Canadian choreographer and theatre director

Donna Feore (née Starnes, born June 20, 1963) is a Canadian choreographer and theatre director, most noted for her work with the National Arts Centre and the Stratford Festival.

== Early life ==
Donna Starnes was born in Dawson Creek, British Columbia on June 20, 1963. She grew up in Prince George, British Columbia. She began training in ballet at age seven and, after moving to Vancouver, studied at the Pacific Ballet Theatre.

== Career ==
After being seen by Brian Macdonald in a revue at the Imperial Lounge at Toronto's Royal York Hotel, Feore was cast to make her Stratford debut, as Donna Starnes, in 1990 as a featured dancer in Guys and Dolls. That season, she was asked by Richard Monette to choreograph the feast of the Lupercal in his production of Julius Caesar.

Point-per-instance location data
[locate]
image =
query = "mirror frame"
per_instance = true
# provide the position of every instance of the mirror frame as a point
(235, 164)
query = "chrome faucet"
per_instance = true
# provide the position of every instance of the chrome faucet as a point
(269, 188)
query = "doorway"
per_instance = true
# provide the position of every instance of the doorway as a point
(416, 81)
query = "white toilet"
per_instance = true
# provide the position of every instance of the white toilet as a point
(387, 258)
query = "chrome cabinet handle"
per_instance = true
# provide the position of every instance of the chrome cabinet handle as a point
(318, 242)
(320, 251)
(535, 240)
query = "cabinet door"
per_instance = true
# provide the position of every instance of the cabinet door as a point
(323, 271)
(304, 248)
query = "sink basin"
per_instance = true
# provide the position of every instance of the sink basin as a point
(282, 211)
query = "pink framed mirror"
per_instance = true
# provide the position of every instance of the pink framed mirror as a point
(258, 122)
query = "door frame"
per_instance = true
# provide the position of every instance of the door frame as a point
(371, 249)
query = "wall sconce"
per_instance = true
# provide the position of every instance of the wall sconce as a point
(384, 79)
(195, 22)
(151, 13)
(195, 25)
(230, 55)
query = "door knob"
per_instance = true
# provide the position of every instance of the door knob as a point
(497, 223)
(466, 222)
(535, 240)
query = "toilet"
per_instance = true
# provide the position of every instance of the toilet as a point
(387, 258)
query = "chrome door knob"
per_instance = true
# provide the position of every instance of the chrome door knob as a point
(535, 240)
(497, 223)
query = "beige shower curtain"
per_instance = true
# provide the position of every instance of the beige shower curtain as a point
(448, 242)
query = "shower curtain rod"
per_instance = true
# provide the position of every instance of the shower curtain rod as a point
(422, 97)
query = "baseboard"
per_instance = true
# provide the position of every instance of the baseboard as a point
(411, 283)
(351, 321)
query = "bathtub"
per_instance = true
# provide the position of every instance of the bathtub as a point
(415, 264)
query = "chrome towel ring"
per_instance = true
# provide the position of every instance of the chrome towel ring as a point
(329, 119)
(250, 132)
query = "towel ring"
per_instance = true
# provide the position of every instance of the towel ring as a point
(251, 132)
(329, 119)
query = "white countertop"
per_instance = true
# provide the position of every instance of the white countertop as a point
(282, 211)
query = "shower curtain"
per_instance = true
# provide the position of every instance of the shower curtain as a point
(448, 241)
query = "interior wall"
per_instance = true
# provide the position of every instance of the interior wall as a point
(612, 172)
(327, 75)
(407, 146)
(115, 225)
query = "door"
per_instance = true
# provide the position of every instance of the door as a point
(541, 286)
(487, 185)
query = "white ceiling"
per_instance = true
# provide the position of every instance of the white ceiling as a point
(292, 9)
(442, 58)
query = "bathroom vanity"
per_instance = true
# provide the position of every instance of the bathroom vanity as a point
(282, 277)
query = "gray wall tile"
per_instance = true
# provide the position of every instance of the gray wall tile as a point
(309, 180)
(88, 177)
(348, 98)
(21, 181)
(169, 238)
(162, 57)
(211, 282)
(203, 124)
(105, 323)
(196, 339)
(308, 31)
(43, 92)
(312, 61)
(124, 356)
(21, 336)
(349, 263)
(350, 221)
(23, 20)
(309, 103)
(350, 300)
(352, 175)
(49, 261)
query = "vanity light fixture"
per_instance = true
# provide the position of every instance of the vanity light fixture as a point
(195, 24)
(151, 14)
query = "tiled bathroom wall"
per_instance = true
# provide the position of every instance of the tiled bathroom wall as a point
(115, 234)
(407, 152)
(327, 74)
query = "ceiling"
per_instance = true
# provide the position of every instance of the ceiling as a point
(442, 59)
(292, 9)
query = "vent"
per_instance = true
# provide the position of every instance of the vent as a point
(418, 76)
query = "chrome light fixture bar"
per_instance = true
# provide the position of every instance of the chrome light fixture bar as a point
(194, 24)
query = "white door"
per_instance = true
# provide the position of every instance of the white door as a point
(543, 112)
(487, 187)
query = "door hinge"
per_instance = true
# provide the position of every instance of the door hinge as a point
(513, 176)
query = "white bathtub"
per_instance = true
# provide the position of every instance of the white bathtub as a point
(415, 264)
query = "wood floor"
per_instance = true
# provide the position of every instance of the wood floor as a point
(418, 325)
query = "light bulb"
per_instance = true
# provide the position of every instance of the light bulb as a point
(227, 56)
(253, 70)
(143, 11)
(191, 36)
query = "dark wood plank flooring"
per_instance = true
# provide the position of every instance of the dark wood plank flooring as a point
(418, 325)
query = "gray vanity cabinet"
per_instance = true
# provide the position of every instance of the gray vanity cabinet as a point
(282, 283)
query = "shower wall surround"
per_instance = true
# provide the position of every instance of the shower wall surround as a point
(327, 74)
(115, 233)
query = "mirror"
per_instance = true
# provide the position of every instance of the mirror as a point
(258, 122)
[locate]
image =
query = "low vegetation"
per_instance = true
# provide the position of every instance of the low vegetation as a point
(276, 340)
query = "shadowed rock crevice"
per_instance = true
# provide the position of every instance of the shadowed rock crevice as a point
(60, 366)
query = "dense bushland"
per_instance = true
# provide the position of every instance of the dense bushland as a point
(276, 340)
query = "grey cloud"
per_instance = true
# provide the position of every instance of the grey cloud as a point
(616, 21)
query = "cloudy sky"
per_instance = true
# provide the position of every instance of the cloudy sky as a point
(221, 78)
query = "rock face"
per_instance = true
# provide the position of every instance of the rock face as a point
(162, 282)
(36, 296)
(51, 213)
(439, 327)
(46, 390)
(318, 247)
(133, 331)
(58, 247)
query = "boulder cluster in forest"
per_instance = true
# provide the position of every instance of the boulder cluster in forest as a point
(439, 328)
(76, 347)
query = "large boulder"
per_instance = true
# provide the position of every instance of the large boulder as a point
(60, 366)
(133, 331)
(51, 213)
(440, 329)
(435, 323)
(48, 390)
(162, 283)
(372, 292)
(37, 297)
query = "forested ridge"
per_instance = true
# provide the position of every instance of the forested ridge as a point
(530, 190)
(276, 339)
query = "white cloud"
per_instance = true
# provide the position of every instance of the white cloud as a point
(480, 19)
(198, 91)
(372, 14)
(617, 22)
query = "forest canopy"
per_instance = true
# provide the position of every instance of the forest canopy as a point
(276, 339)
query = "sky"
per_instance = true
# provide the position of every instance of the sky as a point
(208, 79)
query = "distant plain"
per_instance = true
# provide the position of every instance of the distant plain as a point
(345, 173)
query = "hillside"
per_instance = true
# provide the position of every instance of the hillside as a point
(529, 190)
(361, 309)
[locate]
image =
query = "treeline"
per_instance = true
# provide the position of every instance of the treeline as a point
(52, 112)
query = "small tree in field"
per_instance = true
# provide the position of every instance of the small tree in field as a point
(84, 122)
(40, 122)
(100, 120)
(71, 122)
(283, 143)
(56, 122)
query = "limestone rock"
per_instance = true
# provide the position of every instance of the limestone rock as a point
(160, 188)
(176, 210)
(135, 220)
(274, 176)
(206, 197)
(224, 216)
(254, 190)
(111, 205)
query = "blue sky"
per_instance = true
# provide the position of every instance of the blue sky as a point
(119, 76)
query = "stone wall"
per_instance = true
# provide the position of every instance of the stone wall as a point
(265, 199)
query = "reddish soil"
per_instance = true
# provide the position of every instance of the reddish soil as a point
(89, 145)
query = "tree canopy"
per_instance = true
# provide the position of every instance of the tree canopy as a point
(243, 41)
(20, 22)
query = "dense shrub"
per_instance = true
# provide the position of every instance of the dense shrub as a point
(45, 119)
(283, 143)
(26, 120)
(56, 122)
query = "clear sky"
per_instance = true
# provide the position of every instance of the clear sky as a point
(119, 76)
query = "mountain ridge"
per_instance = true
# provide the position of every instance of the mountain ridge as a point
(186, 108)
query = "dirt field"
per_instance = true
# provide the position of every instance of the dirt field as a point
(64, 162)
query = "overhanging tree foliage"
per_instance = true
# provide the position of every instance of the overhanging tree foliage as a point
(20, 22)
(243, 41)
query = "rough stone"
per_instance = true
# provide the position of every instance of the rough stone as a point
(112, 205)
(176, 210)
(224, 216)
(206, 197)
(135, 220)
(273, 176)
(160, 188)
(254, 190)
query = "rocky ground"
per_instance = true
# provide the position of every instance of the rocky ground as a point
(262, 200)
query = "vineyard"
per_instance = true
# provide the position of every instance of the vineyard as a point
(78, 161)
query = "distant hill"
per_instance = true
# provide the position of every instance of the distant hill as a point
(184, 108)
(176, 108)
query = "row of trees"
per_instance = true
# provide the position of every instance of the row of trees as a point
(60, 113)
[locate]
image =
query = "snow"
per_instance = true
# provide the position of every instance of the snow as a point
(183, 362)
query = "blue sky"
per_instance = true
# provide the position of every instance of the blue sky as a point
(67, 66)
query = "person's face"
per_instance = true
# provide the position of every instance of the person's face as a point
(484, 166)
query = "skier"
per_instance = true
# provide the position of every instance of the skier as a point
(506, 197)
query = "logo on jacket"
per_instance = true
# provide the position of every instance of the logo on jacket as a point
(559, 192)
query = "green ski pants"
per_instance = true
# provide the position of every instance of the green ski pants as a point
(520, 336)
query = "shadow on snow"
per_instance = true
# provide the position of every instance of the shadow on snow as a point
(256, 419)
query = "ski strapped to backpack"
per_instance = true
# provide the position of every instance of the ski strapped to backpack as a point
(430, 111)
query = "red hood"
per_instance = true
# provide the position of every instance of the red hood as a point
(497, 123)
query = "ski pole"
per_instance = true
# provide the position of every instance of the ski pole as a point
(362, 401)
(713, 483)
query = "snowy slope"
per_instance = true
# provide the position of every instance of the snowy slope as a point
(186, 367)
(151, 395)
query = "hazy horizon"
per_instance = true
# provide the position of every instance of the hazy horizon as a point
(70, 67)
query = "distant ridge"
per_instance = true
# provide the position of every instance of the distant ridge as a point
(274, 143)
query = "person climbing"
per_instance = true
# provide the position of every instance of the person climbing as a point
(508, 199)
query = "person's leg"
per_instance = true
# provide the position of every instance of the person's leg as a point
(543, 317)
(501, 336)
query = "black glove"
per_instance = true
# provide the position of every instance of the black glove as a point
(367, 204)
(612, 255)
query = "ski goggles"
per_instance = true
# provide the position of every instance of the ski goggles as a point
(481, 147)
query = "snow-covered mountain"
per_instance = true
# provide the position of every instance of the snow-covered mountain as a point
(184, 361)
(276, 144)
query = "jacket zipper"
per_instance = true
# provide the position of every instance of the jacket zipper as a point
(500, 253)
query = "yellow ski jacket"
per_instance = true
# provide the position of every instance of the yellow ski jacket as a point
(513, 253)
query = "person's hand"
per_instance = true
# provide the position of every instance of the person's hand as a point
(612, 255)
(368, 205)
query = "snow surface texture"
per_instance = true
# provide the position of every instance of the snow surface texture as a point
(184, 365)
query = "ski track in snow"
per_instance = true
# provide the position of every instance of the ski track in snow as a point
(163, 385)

=== EXERCISE INSTRUCTIONS ===
1. Write out the part of the Donna Feore biography that begins at the words "Donna Feore (née" and stops after the words "Pacific Ballet Theatre.".
2. According to the Donna Feore biography, where did she study after moving to Vancouver?
The records have nothing to do with the Donna Feore biography.

=== EXERCISE SOLUTIONS ===
1.
Donna Feore (née Starnes, born June 20, 1963) is a Canadian choreographer and theatre director, most noted for her work with the National Arts Centre and the Stratford Festival.

== Early life ==
Donna Starnes was born in Dawson Creek, British Columbia on June 20, 1963. She grew up in Prince George, British Columbia. She began training in ballet at age seven and, after moving to Vancouver, studied at the Pacific Ballet Theatre.

2. At the Pacific Ballet Theatre.